> Passage for review:
=== Begin Enclosure ===
The need for disclosure

Tuberculosis patients in India are frequently ignorant of drug side-effects

October 21, 2018 12:02 am | Updated December 06, 2018 06:56 am IST

Last June, Sunil Kumar, 28, a Delhi-based vegetable vendor, was diagnosed with drug-resistant tuberculosis (DRTB). The government hospital he visited for treatment prescribed a drug called bedaquiline. That year, even though India was giving bedaquiline to patients as part of a conditional access programme, there were questions about the medicine’s toxic effects. There was no Phase 3 data, which is mandatory under the Indian regulatory regime for establishing a drug’s safety. The only large randomised trial data on the drug came from a limited 161-patient Phase 2b study, which threw up paradoxical results.

While on the one hand patients on bedaquiline had shown TB-negative sputum more often compared to controls, on the other, comparatively more patients died in the Bedaquiline arm, suggesting that the drug might be killing patients. After an investigation did not find any link between the deaths and bedaquiline, the U.S. Food and Drug Administration fast-tracked the drug’s approval on the condition that the drugmaker, Janssen Pharmaceuticals Inc, provide Phase 3 data by 2022. Given this, the World Health Organisation has suggested that all patients be told of bedaquiline’s mortality risk as seen in the Phase 2b trial.
=== End Enclosure ===
> Work request 1: Name every organization that the tuberculosis article mentions by name.
> Work request 2: In the tuberculosis article, copy word for word everything from "While on the" down to "Phase 2b trial.".
The items come from a separate source, not from the tuberculosis article.

> Dataset entries:
=== Begin Enclosure ===
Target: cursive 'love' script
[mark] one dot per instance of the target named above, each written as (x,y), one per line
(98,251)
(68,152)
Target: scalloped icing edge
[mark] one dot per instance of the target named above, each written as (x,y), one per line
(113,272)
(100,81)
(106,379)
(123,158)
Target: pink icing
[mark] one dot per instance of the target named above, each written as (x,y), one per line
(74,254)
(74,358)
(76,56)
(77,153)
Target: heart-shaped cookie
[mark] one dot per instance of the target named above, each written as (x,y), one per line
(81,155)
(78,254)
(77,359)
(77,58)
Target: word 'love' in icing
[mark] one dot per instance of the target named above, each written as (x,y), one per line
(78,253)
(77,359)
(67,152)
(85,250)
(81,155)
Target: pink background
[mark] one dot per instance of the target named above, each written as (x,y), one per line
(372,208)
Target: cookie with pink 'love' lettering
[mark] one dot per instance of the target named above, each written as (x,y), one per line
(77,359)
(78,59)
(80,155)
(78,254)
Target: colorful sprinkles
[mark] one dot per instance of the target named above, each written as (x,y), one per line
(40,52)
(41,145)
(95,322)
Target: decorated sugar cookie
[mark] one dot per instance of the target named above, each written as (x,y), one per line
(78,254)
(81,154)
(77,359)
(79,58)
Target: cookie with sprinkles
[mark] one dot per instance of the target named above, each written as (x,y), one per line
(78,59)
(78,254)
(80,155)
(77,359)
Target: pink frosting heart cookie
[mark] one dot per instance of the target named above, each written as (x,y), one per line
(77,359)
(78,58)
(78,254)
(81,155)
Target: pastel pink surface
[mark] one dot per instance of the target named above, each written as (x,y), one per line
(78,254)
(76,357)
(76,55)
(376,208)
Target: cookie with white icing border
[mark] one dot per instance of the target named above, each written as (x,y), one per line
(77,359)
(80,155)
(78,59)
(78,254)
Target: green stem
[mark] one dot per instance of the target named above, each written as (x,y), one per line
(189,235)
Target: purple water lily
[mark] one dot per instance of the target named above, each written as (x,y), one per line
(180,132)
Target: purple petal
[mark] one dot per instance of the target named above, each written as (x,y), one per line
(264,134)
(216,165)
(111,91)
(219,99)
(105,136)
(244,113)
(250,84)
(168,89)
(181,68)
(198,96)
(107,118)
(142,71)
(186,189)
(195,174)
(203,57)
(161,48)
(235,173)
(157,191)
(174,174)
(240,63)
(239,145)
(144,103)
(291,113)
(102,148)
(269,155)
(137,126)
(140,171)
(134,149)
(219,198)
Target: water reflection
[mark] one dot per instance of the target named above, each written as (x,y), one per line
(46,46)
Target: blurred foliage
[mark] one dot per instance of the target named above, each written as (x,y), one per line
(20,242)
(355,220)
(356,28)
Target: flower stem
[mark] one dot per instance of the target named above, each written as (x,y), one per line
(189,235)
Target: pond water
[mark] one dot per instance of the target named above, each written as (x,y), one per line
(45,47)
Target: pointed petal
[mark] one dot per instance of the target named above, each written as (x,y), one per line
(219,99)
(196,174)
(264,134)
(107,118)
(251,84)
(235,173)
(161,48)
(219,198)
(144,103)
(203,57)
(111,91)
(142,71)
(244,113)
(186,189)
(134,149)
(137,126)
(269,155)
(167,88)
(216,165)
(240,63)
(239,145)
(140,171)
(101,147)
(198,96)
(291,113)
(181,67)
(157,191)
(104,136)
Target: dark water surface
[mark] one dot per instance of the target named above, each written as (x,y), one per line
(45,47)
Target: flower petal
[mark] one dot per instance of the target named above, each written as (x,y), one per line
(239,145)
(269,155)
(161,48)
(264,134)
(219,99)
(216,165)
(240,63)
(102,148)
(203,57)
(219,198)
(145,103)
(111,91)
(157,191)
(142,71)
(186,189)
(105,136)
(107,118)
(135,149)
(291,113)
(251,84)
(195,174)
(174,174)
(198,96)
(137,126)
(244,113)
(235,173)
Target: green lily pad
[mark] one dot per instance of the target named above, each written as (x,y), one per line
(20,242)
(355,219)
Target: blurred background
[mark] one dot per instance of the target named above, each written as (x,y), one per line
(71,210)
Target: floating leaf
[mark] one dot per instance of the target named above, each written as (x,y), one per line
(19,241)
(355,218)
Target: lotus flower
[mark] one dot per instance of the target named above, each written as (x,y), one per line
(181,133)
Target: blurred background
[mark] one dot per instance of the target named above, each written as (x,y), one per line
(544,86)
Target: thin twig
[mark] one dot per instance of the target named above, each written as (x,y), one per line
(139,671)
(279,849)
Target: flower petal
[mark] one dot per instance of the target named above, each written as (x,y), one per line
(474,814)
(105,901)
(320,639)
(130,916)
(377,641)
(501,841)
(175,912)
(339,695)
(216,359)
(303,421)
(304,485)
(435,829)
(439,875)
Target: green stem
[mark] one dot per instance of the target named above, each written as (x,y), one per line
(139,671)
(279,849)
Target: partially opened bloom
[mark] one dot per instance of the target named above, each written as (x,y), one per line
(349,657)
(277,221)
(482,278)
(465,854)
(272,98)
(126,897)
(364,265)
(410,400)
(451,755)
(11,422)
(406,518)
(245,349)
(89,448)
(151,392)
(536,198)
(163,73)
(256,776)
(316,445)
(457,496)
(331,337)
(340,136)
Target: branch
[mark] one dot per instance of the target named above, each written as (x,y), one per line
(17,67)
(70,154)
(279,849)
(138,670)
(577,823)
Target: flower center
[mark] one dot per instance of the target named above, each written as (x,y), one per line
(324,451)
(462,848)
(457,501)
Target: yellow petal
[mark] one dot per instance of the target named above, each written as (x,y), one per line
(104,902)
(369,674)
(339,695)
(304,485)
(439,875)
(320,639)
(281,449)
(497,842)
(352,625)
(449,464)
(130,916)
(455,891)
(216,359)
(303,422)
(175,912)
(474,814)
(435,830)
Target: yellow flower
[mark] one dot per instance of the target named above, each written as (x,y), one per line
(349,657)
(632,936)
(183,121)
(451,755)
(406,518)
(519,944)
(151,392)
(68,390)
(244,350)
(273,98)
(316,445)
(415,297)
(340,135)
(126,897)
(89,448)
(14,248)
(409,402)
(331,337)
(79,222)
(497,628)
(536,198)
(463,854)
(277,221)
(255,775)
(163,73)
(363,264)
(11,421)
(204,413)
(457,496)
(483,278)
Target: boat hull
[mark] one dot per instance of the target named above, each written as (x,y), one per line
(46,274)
=== End Enclosure ===
=== Begin Enclosure ===
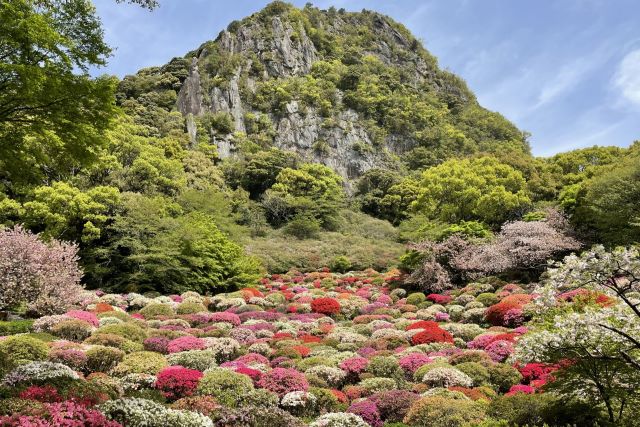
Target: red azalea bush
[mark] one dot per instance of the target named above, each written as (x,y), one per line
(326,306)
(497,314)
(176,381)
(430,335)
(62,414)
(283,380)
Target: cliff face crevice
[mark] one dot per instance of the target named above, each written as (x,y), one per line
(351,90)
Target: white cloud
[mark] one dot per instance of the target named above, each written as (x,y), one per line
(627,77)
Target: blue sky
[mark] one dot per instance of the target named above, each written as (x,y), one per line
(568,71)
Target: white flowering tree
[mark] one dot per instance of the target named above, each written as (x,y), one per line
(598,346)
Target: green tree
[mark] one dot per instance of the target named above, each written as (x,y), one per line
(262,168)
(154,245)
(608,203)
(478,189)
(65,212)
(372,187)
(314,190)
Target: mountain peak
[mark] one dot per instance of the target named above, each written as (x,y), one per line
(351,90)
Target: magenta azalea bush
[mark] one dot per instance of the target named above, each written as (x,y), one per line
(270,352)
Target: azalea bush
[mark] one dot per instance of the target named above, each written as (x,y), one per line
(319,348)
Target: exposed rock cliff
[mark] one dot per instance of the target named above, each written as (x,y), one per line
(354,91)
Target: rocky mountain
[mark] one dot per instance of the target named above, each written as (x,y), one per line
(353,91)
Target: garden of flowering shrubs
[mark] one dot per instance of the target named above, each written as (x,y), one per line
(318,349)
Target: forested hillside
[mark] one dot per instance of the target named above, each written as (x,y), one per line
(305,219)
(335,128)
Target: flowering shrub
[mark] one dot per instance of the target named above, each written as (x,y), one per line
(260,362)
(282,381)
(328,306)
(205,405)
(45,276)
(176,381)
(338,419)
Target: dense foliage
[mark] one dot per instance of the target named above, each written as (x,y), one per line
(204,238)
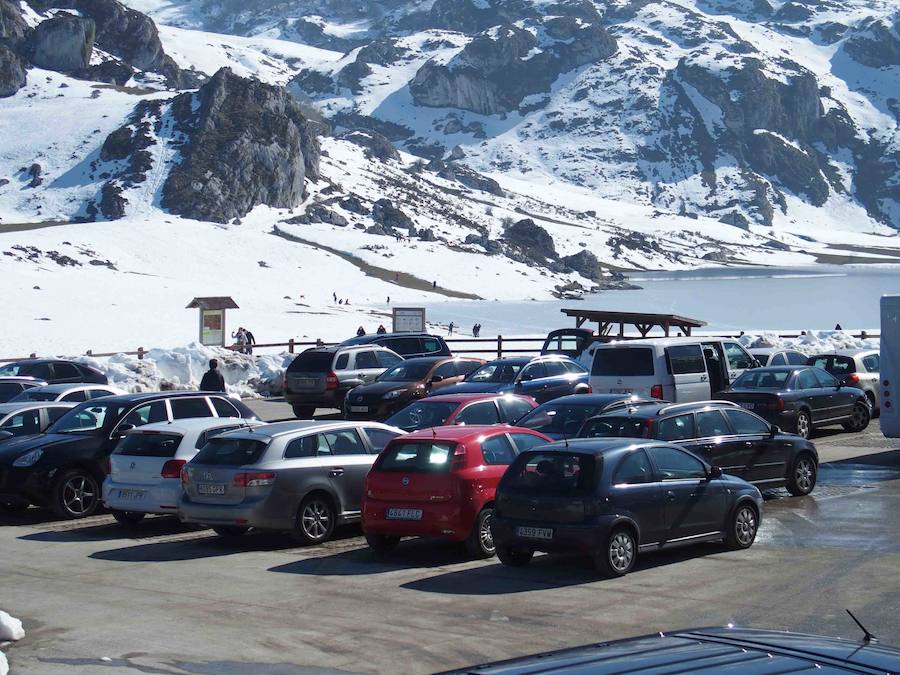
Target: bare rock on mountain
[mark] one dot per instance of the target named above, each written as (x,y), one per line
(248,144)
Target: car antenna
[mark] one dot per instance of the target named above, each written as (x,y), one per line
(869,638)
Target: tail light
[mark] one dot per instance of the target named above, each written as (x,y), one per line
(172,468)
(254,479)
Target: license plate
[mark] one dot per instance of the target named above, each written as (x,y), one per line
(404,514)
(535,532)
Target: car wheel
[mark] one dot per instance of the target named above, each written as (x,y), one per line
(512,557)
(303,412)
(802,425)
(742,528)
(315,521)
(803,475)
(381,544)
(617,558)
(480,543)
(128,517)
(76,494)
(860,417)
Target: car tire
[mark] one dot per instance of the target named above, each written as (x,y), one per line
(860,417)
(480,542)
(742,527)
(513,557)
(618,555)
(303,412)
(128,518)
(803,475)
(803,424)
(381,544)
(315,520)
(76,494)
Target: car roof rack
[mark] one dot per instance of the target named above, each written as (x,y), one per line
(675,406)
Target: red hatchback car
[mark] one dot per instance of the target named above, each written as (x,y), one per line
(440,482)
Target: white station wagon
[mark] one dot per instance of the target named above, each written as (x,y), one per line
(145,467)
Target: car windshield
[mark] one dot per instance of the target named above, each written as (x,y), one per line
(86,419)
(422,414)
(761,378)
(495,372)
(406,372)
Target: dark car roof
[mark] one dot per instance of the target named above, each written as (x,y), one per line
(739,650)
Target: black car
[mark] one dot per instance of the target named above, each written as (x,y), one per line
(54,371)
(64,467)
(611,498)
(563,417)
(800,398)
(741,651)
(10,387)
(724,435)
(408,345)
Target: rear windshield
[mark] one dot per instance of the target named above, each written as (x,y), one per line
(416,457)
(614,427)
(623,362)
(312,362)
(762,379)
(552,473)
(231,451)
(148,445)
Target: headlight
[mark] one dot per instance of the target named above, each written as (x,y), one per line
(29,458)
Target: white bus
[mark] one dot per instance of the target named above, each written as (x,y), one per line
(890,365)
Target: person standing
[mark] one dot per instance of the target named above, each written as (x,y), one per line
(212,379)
=== End Enclosure ===
> Your solution 1:
U.S. Food and Drug Administration
Janssen Pharmaceuticals Inc
World Health Organisation

> Your solution 2:
While on the one hand patients on bedaquiline had shown TB-negative sputum more often compared to controls, on the other, comparatively more patients died in the Bedaquiline arm, suggesting that the drug might be killing patients. After an investigation did not find any link between the deaths and bedaquiline, the U.S. Food and Drug Administration fast-tracked the drug’s approval on the condition that the drugmaker, Janssen Pharmaceuticals Inc, provide Phase 3 data by 2022. Given this, the World Health Organisation has suggested that all patients be told of bedaquiline’s mortality risk as seen in the Phase 2b trial.